Problem requirements:
Answer these questions from the Comic-Con article below.
1. On which dates was the 2020 convention originally scheduled?
2. What two options do fans who bought passes for Comic-Con 2020 have?
3. Where and on which dates will Anaheim WonderCon be held in 2021?

Supplied text:
The continued spread of the coronavirus claimed yet another big event on the 2020 entertainment calendar this Friday, when the San Diego Comic-Con announced the annual entertainment and comic book convention would be postponed until 2021.

In a statement on its website, organizers said it is "with deep regret that there will be no Comic-Con in 2020," marking the first time in the event's 50-year history it would not be held.

"Extraordinary times require extraordinary measures and while we are saddened to take this action, we know it is the right decision," said Comic-Con spokesperson David Glanzer. "We eagerly look forward to the time when we can all meet again and share in the community we all love and enjoy."

The event, which was expected to draw more than 100,000 people, was scheduled to be held July 23-26. It will now take place almost a year to the day later, kicking off July 22-25, 2021.

Comic-Con — which launched as a small comic-book themed event — is now a powerhouse summer festival that attracts major figures from movies and television. It's one of the biggest fan events of the year; last year more than 135,000 people attended, and not just for comics, but for interactive experiences, signings and big announcements about the latest Marvel movies.

SDCC officials said fans who bought passes for Comic-Con 2020 can either request a refund or transfer their badges to next year. The same offer is being made to the event's exhibitors.

Organizers also announced that a previously postponed event, Anaheim WonderCon — originally set for April 10-12 — will also be pushed to 2021. It will be held at California's Anaheim Convention Center from March 26-28.

The spread of the coronavirus has decimated the festival and sporting calendar, with many states implementing broad social distancing guidelines and stay at home orders that have shuttered all but essential businesses from operating.

In March, California governor Gavin Newsom issued a stay at home order, and banned gatherings of more than 250 people.

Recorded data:
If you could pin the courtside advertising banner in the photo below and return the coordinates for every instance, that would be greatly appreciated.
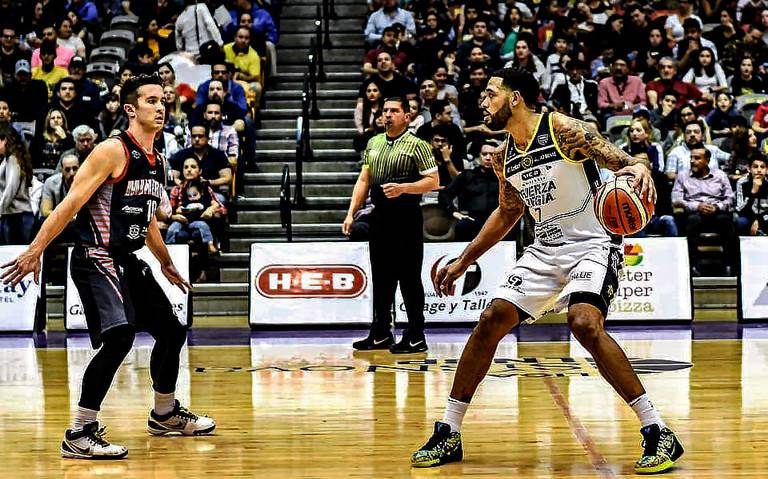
(74, 317)
(754, 277)
(656, 283)
(18, 304)
(310, 283)
(473, 292)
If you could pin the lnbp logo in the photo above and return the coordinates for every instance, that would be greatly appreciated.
(471, 278)
(311, 281)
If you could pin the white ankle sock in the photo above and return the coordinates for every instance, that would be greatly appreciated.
(454, 413)
(646, 412)
(83, 417)
(164, 403)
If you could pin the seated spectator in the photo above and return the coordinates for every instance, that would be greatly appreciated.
(387, 16)
(746, 80)
(620, 93)
(481, 37)
(752, 200)
(112, 117)
(61, 54)
(668, 81)
(679, 158)
(247, 63)
(706, 198)
(16, 216)
(706, 74)
(577, 96)
(47, 71)
(390, 82)
(214, 165)
(388, 44)
(724, 117)
(234, 94)
(57, 185)
(220, 136)
(195, 27)
(365, 111)
(85, 142)
(477, 191)
(449, 165)
(52, 140)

Answer space:
1. July 23-26.
2. They can request a refund or transfer their badges to next year.
3. At California's Anaheim Convention Center, from March 26-28.